◆ INFORMATION PROVIDED

◆ ◆ ◆ ◆ ◆

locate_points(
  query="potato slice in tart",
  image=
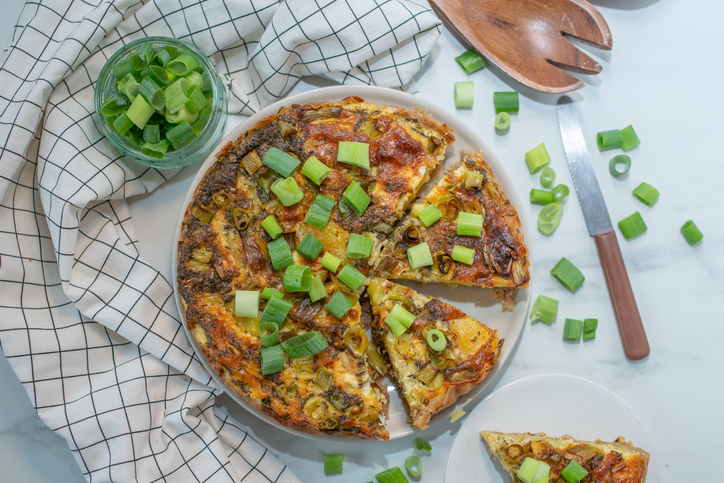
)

◆ ◆ ◆ ◆ ◆

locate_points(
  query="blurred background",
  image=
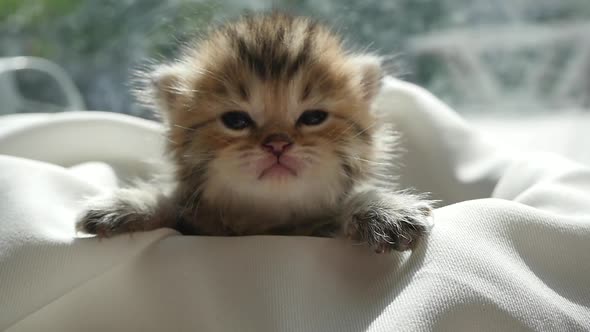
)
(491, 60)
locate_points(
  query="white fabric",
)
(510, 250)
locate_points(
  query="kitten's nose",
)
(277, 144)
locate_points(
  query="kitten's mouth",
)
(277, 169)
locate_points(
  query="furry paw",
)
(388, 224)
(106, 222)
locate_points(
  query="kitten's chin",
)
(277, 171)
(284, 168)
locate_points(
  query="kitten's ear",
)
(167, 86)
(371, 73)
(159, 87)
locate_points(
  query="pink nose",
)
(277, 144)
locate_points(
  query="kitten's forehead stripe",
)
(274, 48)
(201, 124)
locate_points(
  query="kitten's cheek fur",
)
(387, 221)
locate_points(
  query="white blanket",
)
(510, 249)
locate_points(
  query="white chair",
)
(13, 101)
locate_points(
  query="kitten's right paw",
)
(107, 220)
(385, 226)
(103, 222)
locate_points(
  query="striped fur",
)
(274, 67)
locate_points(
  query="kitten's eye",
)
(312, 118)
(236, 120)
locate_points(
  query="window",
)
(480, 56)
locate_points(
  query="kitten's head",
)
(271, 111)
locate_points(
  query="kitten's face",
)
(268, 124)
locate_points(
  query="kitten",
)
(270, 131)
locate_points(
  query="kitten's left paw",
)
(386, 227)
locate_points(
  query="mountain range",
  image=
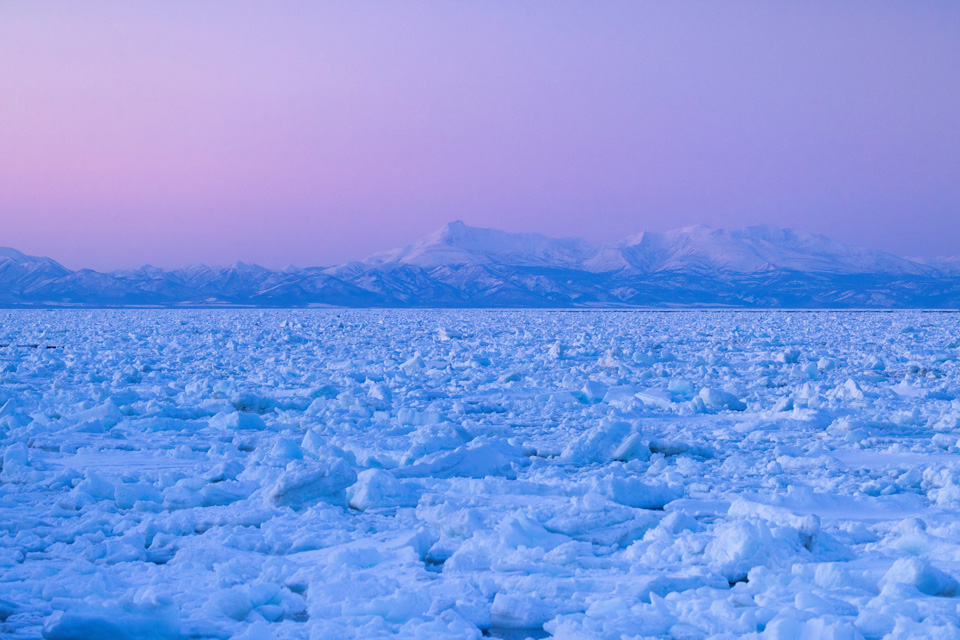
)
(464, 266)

◆ ◆ ◆ ◆ ◆

◆ TASK GOAL
Find every line in the listing that contains the word "kitten" and copy each of those lines.

◆ THE RESULT
  query="kitten's nose",
  query="kitten's mouth",
  query="kitten's chin",
  query="kitten's ear",
  query="kitten's forehead stripe",
  query="kitten's cheek fur",
  query="kitten's right paw",
  query="kitten's eye",
  query="kitten's head",
  query="kitten's face",
  query="kitten",
  query="kitten's left paw",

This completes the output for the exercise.